→ PASSAGE GIVEN
+ + + + +

Reliability
The reliability pillar provides guidance to help customers apply best practices in the design, delivery, and maintenance of AWS environments. The reliability pillar provides best practices on how a system can recover from infrastructure or service disruptions, dynamically acquire computing resources to scale demand, and mitigate disruptions caused by events such as misconfigurations or transient network issues.
The technology systems of financial institutions are complex and highly interconnected to each other, and to non-financial entities. The proper functioning of many industries depends on certain types of workloads, for example, payment processing, trading and settlement, market data, custody and entitlement management, and financial messaging. Regulators continue to focus on the resilience of financial institutions through bodies such as the Basel Committee on Banking Supervision, Board of Governors of the Federal Reserve System, RegSCI, Bank of England and other regulatory bodies, issuing policies and guidance that the financial services institutions need to adhere to.
In this section, we provide in-depth best practices that financial institutions can use with AWS services to construct highly available, resilient, and scalable solutions at lower costs compared to traditional on-premises IT. To discuss these best practices, we use the concept of service availability interchangeably with the Recovery Time Objective (RTO) and Recovery Point Objective (RPO). An introduction to the concept of service availability and its relation to the recovery objectives can be found in the Well-Architected Reliability Pillar.
Design principles
Financial institutions can leverage AWS services to provide the levels of resilience and availability that their workloads need based on their criticality. The AWS Global infrastructure is built around Regions, Availability Zones (AZs), Local Zones, and edge locations. Our AWS services are of global, Regional, or zonal nature. For example, Amazon Elastic Compute Cloud (Amazon EC2) and Amazon Elastic Block Store (Amazon EBS) are zonal services. A zonal service is one that provides the ability to specify which Availability Zone the resources are deployed into.
These services operate independently in each Availability Zone within a Region, and more importantly, fail independently in each Availability Zone as well. This means that components of a service in one Availability Zone don't have dependencies on components in other Availability Zones. We can do this because a zonal service has zonal data planes. Services like Amazon Simple Storage Service (Amazon S3), Amazon Simple Queue Service (Amazon SQS) and Amazon DynamoDB are Regional services.

+ + + + +

→ EXTRACTED DATA
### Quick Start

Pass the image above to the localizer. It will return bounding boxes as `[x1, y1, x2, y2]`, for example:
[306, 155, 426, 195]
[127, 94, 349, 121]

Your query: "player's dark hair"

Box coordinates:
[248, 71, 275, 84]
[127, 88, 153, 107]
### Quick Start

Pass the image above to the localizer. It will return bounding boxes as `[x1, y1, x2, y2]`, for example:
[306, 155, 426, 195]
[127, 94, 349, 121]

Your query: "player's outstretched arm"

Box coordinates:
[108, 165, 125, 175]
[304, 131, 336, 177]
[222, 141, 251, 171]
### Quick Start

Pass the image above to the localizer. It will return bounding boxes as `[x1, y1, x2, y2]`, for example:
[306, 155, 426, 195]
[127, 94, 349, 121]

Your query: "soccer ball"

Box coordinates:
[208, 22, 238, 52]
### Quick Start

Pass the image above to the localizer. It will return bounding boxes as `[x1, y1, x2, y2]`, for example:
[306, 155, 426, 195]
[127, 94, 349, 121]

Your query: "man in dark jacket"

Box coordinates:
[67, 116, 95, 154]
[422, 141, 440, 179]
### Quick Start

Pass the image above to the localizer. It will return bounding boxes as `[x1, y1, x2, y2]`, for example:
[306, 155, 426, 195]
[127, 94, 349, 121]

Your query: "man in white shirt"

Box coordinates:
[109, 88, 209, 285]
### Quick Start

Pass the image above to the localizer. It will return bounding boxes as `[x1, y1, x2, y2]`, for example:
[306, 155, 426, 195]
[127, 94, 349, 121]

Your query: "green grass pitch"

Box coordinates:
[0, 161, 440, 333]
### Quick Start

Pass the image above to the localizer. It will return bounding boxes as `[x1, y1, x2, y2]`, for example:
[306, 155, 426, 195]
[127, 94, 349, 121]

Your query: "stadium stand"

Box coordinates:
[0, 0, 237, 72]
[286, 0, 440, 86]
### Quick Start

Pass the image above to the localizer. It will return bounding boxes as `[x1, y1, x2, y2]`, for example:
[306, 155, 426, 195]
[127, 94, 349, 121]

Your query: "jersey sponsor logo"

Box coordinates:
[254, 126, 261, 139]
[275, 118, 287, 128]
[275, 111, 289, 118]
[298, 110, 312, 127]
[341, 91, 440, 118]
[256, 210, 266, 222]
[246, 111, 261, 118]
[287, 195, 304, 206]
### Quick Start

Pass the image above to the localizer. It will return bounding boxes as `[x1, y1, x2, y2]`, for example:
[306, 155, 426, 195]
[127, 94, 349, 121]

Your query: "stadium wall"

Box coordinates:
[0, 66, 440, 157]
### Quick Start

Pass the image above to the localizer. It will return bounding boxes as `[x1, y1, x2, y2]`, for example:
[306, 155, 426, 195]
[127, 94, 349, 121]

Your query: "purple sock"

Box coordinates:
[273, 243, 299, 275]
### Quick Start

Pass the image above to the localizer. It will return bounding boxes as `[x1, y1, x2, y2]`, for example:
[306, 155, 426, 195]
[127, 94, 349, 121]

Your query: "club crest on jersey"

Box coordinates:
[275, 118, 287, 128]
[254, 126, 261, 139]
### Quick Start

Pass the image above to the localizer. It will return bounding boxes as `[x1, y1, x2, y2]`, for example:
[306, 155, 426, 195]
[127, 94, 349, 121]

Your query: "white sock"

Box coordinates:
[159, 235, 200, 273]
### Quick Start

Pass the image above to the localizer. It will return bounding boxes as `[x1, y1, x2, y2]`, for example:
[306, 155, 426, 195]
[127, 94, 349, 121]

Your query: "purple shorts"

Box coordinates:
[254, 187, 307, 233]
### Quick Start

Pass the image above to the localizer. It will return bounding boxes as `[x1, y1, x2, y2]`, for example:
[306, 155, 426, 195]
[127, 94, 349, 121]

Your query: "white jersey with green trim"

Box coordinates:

+ + + + +

→ TASK
In the reliability passage, which two AWS services are named as examples of zonal services?

→ TASK OUTPUT
Amazon Elastic Compute Cloud (Amazon EC2) and Amazon Elastic Block Store (Amazon EBS).